EXCERPT PROVIDED:
____________________

U.S. Rep. Louie Gohmert, a Texas Republican, appeared to stun a Forest Service official by suggesting the agency fight climate change by altering the orbits of Earth or the moon.
The question came during a live-streamed national parks, forests and public lands subcommittee meeting of the National Resources Committee on Tuesday and was followed by social media mockery.
“I understand from what’s been testified to, the Forest Service and the (Bureau of Land Management), you want very much to work on the issue of climate change,” Gohmert began his question to Jennifer Eberlein, the associate deputy chief for the National Forest System.
Gohmert said he understood NASA’s data shows the Earth’s and the moon’s orbits are “changing slightly.”
“And so, is there anything that the National Forest Service or BLM can do to change the course of the moon’s orbit or the Earth’s orbit around the sun? Obviously, that would have profound effects on our climate.”
Eberlein paused before responding, “I would have to follow up with you on that one, Mr. Gohmert.”
“Yeah? Well, if you figure out a way that you in the Forest Service can make that change, I’d like to know,” Gohmert said.
Gohmert’s question was widely mocked on social media, including by members of Congress.
“I know the answer to the question by Rep. Louie Gohmert,” tweeted U.S. Rep. Ted Lieu, a Democrat from California. “Captain Marvel. She can alter planetary orbits with her superpowers. I’m going to work on a bipartisan resolution asking for her help.”
Gohmert’s idea was shot down by theoretical astrophysicist Katie Mack. She suggested two “equally distressing possibilities” explained Gohmert’s question.
If the congressman believes the Forest Service or BLM could possibly move the orbits of Earth or the moon, “he does not understand how orbits work,” Mack tweeted.
Or, Mack suggested Gohmert was being sarcastic, suggesting fighting climate change is as impossible as changing those orbits.
Gohmert responded to the backlash on Twitter by pointing out that Tuesday’s hearing “was about the BUREAU OF LAND MANAGEMENT & climate change.”
USA TODAY has reached out to National Forest Service for comment. The National Forest System includes nearly 200 million acres of land managed by the Forest Service, according to the U.S. Department of Agriculture.
Gohmert has a history of making scientifically dubious claims. Last summer, Gohmert suggested he may have contracted COVID-19 because he was wearing a mask, despite health guidance encouraging mask-wearing to reduce the spread of the virus.

____________________

SUPPLIED INFORMATION:
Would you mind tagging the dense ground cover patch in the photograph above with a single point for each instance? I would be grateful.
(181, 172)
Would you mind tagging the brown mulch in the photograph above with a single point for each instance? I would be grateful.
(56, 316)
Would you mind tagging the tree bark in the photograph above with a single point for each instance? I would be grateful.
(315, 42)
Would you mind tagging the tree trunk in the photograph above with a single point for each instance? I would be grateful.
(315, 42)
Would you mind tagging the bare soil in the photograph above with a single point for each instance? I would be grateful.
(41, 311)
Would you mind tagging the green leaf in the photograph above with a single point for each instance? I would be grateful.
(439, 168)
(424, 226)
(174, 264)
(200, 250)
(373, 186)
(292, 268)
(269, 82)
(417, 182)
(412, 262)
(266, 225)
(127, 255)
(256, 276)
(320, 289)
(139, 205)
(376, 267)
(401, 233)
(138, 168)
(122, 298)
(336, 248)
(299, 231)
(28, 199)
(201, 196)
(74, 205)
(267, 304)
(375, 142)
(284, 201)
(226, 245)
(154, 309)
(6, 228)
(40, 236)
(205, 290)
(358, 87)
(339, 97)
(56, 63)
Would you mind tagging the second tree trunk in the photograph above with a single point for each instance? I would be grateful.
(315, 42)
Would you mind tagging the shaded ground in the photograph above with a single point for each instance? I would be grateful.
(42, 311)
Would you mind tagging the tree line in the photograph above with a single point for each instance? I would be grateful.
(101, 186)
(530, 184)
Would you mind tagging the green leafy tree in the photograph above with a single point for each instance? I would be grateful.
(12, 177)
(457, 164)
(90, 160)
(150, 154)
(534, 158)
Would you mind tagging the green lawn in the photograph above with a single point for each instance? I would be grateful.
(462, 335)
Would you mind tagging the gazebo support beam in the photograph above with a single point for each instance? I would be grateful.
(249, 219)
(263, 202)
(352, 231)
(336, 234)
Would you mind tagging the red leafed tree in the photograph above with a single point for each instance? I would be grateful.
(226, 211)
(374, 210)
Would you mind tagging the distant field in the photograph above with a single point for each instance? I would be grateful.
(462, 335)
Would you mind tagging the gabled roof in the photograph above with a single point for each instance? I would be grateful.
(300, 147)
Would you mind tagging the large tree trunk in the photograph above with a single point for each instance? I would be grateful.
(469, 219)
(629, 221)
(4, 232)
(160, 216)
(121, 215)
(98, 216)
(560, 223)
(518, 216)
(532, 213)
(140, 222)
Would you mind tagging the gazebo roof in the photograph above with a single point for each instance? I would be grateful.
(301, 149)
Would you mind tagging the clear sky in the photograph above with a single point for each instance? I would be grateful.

____________________

EXERCISES:
A. From the article on Rep. Louie Gohmert's orbit question, reproduce the text between "The question came" and "National Forest System.", inclusive.
B. List every real person named in the article on Rep. Louie Gohmert's orbit question, along with the role or description the article gives each.
C. Answer these questions from the article on Rep. Louie Gohmert's orbit question:
(i) On what day of the week was the subcommittee meeting held?
(ii) According to the U.S. Department of Agriculture, how much land does the National Forest System include?
(iii) Last summer, what did Gohmert suggest may have caused him to contract COVID-19?

RESPONSE LIST:
A.
The question came during a live-streamed national parks, forests and public lands subcommittee meeting of the National Resources Committee on Tuesday and was followed by social media mockery.
“I understand from what’s been testified to, the Forest Service and the (Bureau of Land Management), you want very much to work on the issue of climate change,” Gohmert began his question to Jennifer Eberlein, the associate deputy chief for the National Forest System.

B.
- Louie Gohmert: U.S. Rep., a Texas Republican
- Jennifer Eberlein: associate deputy chief for the National Forest System
- Ted Lieu: U.S. Rep., a Democrat from California
- Katie Mack: theoretical astrophysicist

C.
(i) Tuesday
(ii) Nearly 200 million acres
(iii) Wearing a mask